* [PROBLEM DESCRIPTION]
Could you write out the records below exactly as they appear, leaving out any pictures?

++++++++++

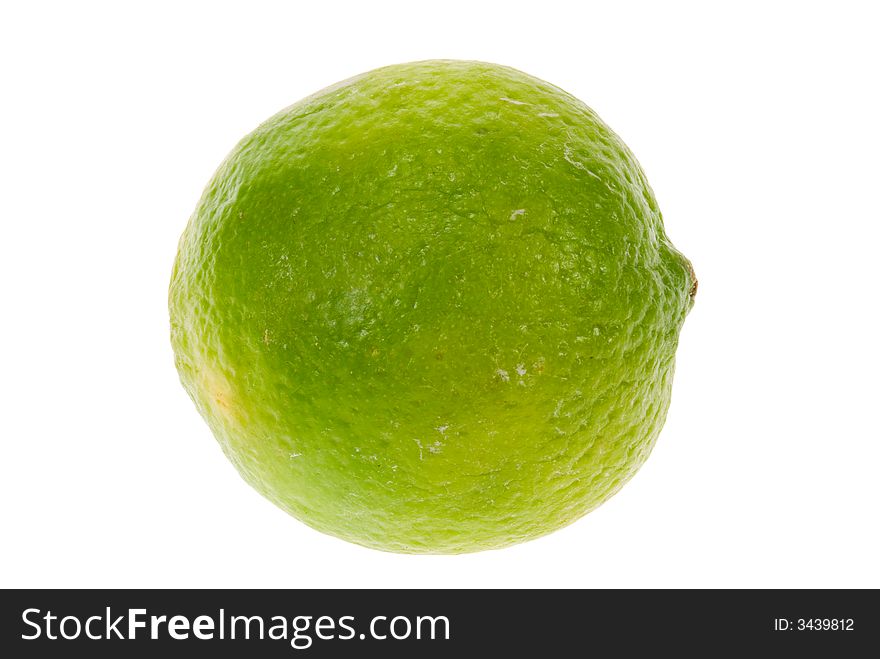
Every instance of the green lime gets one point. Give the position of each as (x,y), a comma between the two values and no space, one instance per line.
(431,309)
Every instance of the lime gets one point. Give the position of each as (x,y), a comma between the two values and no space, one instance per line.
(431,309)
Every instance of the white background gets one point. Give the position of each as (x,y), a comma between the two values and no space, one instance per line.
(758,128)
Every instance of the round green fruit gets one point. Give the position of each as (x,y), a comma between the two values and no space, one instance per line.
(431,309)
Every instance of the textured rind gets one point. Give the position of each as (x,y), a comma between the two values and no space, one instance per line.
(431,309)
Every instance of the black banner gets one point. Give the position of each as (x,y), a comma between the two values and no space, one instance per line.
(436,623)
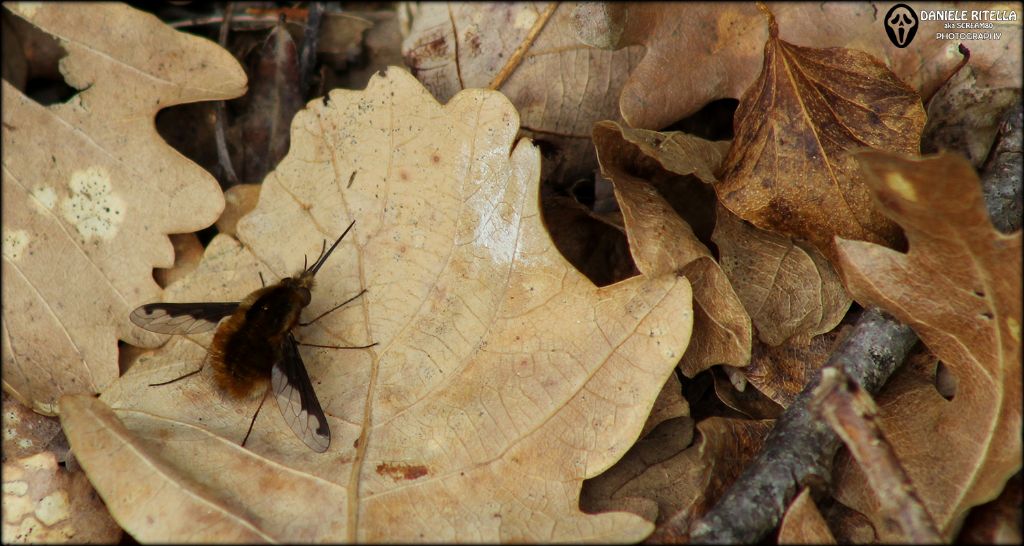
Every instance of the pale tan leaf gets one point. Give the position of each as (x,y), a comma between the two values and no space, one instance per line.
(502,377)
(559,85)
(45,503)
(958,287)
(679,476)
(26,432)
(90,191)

++++++++++

* [OUTPUT BELOW]
Every instance of the green lime gets one point. Give the position of each as (x,y), a comma between the two values and no space, one instance per line.
(431,309)
Every instance of the lime gets one point. Give the position of each as (x,y), a comma between the two values and no space, one instance per line.
(431,309)
Every instance of the white background gets one point. Give the position of each as (x,y), a comma between the two values and no space, one instance per line.
(758,128)
Every instance of the round green fruit gets one point. Give the position of each as (x,y), a comma between the two values and no space, one instance per line.
(431,309)
Every instance of the textured rind gets one point. Give the position of each as (x,y), a comma between the two values and no space, one instance per line.
(431,309)
Every instance of the black banner gets one point. Give the position of each as (x,y), a comma between the two values and no space, one instance per line.
(436,623)
Every instance of the pale tan leaf gets one point. Give the position of each as (x,y), a comma between the two values and no space, one instance per line.
(502,377)
(559,85)
(45,503)
(958,287)
(679,476)
(26,432)
(90,191)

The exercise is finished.